_Page excerpt:_

● ● ● ● ●

Before the implementation in 1953 of China's first five-year economic plan, Chinese citizens were allowed to travel and change their residence freely, provided they registered the move with the Public Security Bureau. (1) This registration system was used chiefly to monitor changes in population distribution, and the state made little attempt to stem the movement of labor from the countryside to the city. With the development in the early 1950s of labor-intensive heavy industries, 30 million rural laborers poured into the cities to find employment, causing China's urban population to leap from 10.64 percent of the total in 1949 to 18.41 in 1959. (2)

In the mid-1950s, China's leaders, seeking to harness this population flow and direct it toward key industrial targets, began to explore more ambitious prerogatives for the registration system. Social scientist Dorothy Solinger traces this development to the Marxist ideal among China's revolutionary generation of "lock[ing] onto the land a potential underclass, ready to be exploited to fulfill the new state's cherished project of industrialization." Rural people would form an "industrial reserve army" that could be called up whenever needed for construction or industrial initiatives. (3)

● ● ● ● ●

_Instructions to follow:_
From the passage on China's residence registration, extract verbatim the part that begins with the words containing "In the mid-1950s, China's" and ends with "industrial initiatives. (3)".

● ● ● ● ●

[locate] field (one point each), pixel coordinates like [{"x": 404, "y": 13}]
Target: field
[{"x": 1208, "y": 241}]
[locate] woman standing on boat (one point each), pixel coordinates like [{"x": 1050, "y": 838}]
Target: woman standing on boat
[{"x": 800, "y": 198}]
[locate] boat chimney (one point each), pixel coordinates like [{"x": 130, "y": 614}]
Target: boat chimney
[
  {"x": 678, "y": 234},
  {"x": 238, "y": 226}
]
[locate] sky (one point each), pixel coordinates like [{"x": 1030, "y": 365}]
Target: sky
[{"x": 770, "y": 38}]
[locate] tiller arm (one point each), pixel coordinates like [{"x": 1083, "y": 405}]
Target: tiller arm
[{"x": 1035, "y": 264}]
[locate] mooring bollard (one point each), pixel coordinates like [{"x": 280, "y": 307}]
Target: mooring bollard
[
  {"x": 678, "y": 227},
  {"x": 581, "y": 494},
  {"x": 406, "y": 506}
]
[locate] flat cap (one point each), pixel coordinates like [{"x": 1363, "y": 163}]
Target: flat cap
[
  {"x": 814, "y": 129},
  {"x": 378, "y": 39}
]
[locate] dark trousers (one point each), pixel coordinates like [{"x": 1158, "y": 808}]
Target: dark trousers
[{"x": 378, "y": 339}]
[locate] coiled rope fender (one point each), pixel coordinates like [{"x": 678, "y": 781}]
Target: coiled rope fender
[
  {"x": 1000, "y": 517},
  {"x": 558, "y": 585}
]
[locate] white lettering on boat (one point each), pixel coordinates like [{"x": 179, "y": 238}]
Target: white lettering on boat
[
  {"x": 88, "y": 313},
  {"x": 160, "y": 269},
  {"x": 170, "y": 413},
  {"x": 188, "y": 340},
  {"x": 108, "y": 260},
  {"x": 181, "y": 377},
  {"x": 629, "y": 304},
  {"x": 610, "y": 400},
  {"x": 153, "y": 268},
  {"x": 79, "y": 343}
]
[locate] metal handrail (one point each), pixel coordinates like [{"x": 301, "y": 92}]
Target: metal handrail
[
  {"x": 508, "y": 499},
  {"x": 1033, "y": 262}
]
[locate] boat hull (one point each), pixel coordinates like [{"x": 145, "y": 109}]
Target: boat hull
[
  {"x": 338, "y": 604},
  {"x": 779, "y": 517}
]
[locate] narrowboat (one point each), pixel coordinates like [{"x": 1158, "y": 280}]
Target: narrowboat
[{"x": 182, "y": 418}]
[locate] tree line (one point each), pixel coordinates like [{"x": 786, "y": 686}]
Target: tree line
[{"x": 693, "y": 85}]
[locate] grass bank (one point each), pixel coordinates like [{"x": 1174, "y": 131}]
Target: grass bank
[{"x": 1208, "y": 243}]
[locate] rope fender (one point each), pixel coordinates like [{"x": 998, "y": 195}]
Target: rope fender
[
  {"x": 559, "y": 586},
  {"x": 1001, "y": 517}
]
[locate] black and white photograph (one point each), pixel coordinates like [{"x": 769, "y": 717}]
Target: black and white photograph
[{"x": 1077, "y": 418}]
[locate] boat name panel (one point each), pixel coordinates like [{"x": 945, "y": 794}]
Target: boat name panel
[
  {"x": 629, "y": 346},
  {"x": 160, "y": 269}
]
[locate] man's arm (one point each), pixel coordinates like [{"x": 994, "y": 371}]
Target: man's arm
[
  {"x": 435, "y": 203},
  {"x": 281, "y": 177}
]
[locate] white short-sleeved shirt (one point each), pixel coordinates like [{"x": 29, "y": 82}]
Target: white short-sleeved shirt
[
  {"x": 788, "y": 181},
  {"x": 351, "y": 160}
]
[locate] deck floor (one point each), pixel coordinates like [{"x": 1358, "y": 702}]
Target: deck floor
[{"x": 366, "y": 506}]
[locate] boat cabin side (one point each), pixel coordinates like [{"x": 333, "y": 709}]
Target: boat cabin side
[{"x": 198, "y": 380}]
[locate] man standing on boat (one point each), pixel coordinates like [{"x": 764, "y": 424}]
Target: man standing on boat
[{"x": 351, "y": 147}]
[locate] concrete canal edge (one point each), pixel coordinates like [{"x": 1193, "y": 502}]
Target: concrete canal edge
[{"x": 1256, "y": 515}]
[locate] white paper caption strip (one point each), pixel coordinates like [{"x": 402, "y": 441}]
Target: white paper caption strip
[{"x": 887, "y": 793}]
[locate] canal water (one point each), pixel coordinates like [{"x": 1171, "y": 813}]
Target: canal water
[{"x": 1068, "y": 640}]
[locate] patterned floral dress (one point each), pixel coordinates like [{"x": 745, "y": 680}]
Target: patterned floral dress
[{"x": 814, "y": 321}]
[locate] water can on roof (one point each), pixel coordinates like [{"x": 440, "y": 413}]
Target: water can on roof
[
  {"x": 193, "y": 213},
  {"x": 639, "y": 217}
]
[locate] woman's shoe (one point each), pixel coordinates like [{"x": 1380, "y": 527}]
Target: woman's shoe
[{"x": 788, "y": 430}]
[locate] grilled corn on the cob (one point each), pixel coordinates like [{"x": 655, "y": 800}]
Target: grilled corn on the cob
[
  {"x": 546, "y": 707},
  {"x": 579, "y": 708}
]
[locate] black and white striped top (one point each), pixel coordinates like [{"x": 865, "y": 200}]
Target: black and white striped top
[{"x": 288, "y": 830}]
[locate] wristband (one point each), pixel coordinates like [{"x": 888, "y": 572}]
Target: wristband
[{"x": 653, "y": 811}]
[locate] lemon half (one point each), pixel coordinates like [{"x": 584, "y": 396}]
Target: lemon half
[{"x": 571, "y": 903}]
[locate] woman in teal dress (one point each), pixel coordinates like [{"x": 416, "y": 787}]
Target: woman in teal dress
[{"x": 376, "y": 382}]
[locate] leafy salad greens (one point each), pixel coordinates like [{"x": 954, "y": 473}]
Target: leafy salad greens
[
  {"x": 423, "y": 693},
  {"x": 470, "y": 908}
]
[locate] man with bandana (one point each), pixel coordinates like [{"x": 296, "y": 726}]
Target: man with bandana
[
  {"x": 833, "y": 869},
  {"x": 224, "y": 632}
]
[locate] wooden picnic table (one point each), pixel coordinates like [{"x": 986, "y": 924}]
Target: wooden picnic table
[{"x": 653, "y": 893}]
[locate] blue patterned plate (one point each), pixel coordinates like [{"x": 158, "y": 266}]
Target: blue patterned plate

● ● ● ● ●

_Completed exercise:_
In the mid-1950s, China's leaders, seeking to harness this population flow and direct it toward key industrial targets, began to explore more ambitious prerogatives for the registration system. Social scientist Dorothy Solinger traces this development to the Marxist ideal among China's revolutionary generation of "lock[ing] onto the land a potential underclass, ready to be exploited to fulfill the new state's cherished project of industrialization." Rural people would form an "industrial reserve army" that could be called up whenever needed for construction or industrial initiatives. (3)